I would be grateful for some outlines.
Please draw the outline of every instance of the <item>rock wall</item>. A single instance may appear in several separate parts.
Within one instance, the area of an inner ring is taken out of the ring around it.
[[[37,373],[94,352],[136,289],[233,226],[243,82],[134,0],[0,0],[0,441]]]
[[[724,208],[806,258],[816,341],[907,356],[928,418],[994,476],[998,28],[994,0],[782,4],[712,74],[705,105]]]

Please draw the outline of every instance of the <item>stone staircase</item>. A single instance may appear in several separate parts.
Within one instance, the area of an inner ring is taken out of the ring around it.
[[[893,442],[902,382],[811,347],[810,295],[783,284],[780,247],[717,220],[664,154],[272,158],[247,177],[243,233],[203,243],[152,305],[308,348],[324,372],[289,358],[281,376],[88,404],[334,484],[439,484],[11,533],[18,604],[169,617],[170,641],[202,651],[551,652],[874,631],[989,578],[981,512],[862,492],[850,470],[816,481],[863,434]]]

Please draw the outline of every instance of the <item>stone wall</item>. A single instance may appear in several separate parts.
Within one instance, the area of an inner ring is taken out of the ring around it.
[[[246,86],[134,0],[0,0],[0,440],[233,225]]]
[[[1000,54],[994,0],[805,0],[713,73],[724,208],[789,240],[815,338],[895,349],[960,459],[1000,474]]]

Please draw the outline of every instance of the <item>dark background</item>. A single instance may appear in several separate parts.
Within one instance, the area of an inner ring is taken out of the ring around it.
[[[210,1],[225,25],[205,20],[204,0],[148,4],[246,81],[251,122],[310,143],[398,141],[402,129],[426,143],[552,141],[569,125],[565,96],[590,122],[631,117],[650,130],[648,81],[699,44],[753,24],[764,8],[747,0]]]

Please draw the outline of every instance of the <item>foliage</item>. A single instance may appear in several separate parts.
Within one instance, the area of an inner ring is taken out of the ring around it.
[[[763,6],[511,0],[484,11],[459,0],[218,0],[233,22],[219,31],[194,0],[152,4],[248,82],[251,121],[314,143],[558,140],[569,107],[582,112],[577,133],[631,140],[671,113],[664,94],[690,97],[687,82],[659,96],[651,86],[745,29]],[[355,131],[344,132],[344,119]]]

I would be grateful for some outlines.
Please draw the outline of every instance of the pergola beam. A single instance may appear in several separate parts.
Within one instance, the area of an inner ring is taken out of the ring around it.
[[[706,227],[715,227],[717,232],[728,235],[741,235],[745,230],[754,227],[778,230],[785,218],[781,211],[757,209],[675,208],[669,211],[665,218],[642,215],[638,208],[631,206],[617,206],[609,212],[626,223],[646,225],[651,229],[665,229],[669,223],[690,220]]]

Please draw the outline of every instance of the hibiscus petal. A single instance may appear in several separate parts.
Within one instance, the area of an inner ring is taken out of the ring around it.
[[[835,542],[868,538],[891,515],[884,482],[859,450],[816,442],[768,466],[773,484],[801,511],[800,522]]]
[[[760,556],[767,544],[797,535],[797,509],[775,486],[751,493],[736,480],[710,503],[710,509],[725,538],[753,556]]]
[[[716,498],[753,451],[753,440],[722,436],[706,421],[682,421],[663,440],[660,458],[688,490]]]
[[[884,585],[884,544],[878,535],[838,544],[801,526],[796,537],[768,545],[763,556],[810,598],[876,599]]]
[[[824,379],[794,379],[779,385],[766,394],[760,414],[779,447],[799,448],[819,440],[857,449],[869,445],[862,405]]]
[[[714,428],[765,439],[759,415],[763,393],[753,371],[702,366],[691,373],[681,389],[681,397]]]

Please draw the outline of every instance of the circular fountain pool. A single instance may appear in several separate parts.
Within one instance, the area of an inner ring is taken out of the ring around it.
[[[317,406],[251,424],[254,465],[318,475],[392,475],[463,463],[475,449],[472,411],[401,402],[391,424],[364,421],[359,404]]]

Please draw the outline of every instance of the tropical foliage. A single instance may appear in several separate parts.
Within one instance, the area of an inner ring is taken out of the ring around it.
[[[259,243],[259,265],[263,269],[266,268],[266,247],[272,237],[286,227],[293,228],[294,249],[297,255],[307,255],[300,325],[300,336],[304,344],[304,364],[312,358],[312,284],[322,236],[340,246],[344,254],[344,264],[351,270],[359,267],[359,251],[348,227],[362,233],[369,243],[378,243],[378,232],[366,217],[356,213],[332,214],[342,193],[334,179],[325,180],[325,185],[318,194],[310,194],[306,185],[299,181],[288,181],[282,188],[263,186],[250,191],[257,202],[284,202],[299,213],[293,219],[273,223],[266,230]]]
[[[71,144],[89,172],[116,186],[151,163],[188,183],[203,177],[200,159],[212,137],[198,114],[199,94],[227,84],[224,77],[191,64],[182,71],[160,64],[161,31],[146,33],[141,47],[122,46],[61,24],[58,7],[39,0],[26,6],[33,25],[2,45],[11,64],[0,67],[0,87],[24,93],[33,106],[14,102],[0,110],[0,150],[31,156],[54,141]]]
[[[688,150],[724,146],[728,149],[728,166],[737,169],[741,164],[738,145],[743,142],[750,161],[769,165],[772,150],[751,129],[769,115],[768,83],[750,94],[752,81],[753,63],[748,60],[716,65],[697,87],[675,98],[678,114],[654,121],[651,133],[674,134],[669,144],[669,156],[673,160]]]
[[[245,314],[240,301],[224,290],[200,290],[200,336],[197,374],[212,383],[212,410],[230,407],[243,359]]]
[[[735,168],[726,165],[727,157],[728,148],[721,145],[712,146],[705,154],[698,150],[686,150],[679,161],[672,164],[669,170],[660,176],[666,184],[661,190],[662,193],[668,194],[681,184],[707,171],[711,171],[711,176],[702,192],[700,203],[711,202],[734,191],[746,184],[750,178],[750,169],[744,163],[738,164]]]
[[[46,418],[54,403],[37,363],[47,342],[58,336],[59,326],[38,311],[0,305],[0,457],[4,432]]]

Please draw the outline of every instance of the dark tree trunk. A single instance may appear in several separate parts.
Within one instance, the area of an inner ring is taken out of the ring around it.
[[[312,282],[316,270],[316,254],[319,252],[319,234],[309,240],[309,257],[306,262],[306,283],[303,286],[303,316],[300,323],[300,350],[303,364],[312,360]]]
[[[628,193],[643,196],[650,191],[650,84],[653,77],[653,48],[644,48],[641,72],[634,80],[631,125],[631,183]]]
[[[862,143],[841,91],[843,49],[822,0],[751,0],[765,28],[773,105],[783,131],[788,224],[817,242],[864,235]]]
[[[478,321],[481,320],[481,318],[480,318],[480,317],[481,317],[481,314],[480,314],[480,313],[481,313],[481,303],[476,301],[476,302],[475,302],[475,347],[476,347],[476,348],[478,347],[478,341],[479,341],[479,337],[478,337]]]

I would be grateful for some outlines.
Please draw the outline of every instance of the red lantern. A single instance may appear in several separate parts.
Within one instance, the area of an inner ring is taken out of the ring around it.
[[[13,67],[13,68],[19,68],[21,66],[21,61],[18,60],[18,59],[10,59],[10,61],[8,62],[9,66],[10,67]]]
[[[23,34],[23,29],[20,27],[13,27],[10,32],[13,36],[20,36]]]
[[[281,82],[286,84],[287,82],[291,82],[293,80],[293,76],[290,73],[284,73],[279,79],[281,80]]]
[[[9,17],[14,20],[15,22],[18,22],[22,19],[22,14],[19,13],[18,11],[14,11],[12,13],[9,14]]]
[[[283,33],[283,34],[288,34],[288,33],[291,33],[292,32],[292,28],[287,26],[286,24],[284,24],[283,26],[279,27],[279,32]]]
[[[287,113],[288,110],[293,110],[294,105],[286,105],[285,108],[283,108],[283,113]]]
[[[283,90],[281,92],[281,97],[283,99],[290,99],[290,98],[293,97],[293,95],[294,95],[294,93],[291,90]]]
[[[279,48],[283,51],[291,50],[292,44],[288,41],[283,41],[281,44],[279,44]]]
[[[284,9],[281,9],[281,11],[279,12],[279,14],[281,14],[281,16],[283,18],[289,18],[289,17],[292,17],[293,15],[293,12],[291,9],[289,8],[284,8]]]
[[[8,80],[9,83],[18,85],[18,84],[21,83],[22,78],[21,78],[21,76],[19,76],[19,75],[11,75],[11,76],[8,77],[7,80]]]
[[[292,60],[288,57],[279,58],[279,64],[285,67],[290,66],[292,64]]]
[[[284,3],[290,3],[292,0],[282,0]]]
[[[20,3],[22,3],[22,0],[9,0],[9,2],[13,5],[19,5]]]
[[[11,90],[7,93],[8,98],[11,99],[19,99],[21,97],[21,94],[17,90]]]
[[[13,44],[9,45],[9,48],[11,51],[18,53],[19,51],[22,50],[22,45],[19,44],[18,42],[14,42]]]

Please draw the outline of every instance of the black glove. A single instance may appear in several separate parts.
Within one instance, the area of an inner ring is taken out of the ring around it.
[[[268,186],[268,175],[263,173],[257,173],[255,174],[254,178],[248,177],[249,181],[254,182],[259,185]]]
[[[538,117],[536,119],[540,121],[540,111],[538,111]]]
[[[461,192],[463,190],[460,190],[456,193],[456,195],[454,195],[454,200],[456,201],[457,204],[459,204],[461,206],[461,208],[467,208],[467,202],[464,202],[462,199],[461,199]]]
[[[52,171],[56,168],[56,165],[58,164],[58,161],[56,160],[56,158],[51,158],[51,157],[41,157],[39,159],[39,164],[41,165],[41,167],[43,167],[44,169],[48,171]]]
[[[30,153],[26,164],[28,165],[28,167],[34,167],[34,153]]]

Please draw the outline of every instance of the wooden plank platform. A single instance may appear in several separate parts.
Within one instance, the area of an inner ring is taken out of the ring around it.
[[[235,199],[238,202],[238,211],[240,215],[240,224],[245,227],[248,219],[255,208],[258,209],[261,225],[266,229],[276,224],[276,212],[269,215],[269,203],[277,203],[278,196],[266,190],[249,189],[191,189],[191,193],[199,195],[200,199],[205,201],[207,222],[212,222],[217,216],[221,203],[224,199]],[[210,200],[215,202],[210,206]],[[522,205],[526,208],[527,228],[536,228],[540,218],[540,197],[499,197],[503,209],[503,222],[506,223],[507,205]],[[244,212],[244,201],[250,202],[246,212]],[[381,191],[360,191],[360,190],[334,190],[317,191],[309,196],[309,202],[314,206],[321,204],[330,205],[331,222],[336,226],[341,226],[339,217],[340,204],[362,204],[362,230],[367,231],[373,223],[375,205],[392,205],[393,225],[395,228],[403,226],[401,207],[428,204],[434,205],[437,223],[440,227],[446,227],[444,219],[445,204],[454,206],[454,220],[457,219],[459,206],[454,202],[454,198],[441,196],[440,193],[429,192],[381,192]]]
********************
### What you should do
Only the lines from the start of the material through the line containing "the <item>stone staircase</item>." belong in the answer, each copied exactly.

### Task response
I would be grateful for some outlines.
Please draw the outline of every instance of the <item>rock wall</item>. A single instance may appear in several separate parts.
Within one instance, the area of an inner ring is taken out of the ring around it.
[[[37,373],[94,352],[136,289],[233,226],[243,82],[134,0],[0,0],[0,441]]]
[[[724,208],[806,258],[816,341],[907,356],[928,418],[994,476],[998,28],[994,0],[782,4],[712,74],[705,105]]]

Please draw the outline of every instance of the <item>stone staircase</item>. A single instance may appear in several separate parts.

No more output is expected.